(Documento)
☆ ☆ ☆ ☆ ☆
Il colpo di coda del Caimano

Le mosse d’apertura fanno capire che sarà una campagna elettorale, breve per fortuna, ma violenta. Di una violenza (almeno per ora) subdola, fatta di insulti e calunnie, derisioni perfino sull’aspetto fisico dell’avversario: il naso, le orecchie, la statura. Questo per i veleni, sull’altro piatto, ancora il vecchio gioco dei miraggi da Paese dei balocchi: pensione alle casalinghe, minima a mille euro, milioni di alberi – all’anno. Le parole in apparenza non costano nulla, ma non è vero. Perché le parole, come ben sapeva Carlo Levi, in realtà sono pietre, se t’arrivano in testa ti possono stordire. Con le parole si costruisce o si abbatte la fiducia, con le parole (“meno tasse per tutti”) si può arrivare a irretire quasi un intero popolo, e a vincere. È già successo, potrebbe ancora succedere.
Potrebbe, ma non è detto. L’esito della guerriglia appena cominciata non è scontato. La coalizione di destra è tenuta insieme da un confuso groviglio di interessi e ambizioni.
L’astuta Giorgia Meloni parla di Europa però ama gli uomini forti alla Orbán, si tiene strette le squadre di picchiatori, il grossolano Salvini si fa ritrarre davanti a una parete gremita di rosari e Madonne, non proprio l’avvenire. Facile prevedere che varrà anche in questo caso una vecchia regola della storia, cento volte confermata da Roma a Bisanzio: è più facile organizzare una congiura che spartirsi l’eredità della vittima.
È al redde rationem che escono i pugnali. Quanto al centrosinistra la sfida che deve affrontare non è meno impegnativa. Si tratta di far tornare a milioni di italiani la voglia di andare al seggio per tracciare una croce su una scheda. La riduzione dell’astensione farà la differenza perché la maggior parte degli astenuti nasce dalla delusione a sinistra. Il 25 settembre già i dati sull’affluenza potrebbero diventare un buon indicatore sull’esito della prova.
Per anni Repubblica ha indicato il pericolo rappresentato da un uomo come Silvio Berlusconi che ha usato le istituzioni a vantaggio proprio e delle sue aziende e nello stesso tempo le additava al disprezzo – dai magistrati alla Guardia di Finanza.
☆ ☆ ☆ ☆ ☆
(Dati mostrati)

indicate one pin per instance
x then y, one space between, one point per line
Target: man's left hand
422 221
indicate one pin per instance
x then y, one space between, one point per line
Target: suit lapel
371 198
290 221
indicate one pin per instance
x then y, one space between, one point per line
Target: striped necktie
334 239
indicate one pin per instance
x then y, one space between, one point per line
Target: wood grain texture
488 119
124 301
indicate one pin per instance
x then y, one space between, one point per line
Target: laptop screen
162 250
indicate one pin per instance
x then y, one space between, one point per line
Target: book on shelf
☆ ☆ ☆ ☆ ☆
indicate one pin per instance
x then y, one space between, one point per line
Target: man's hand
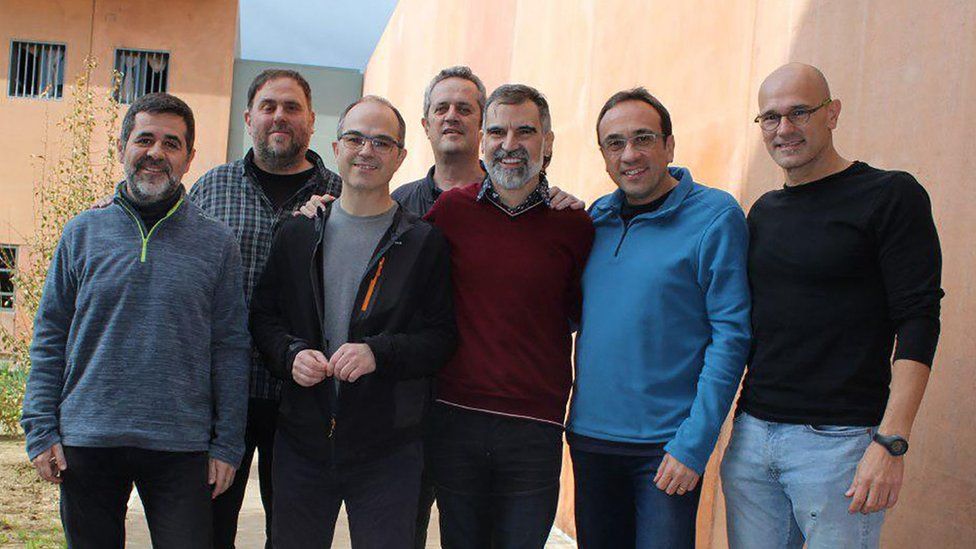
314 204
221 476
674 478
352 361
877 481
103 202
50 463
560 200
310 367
☆ ☆ ☆ ☆ ☆
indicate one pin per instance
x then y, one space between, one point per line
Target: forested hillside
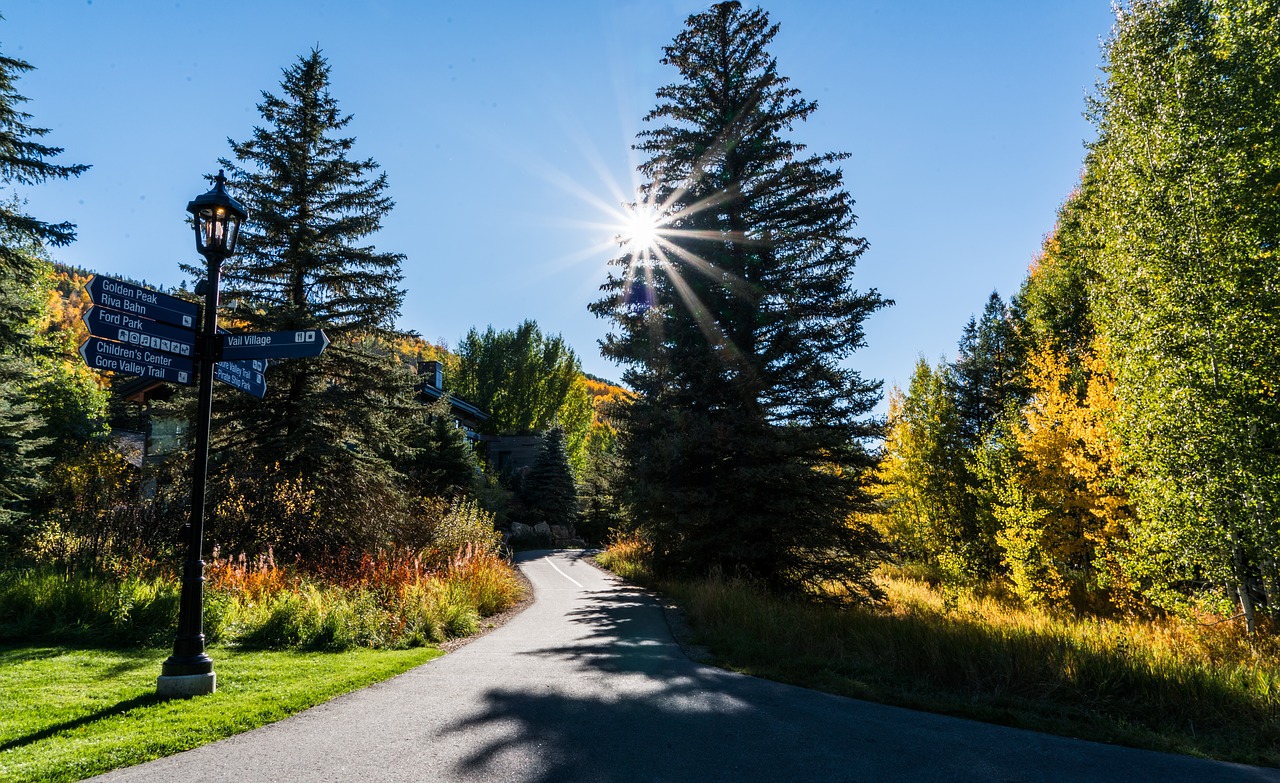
☆ ☆ ☆ ☆ ☆
(Cosa fare)
Copia dall'articolo sulla campagna elettorale tutto il testo da "Potrebbe, ma non" fino a "interessi e ambizioni.".

(La risposta)
Potrebbe, ma non è detto. L’esito della guerriglia appena cominciata non è scontato. La coalizione di destra è tenuta insieme da un confuso groviglio di interessi e ambizioni.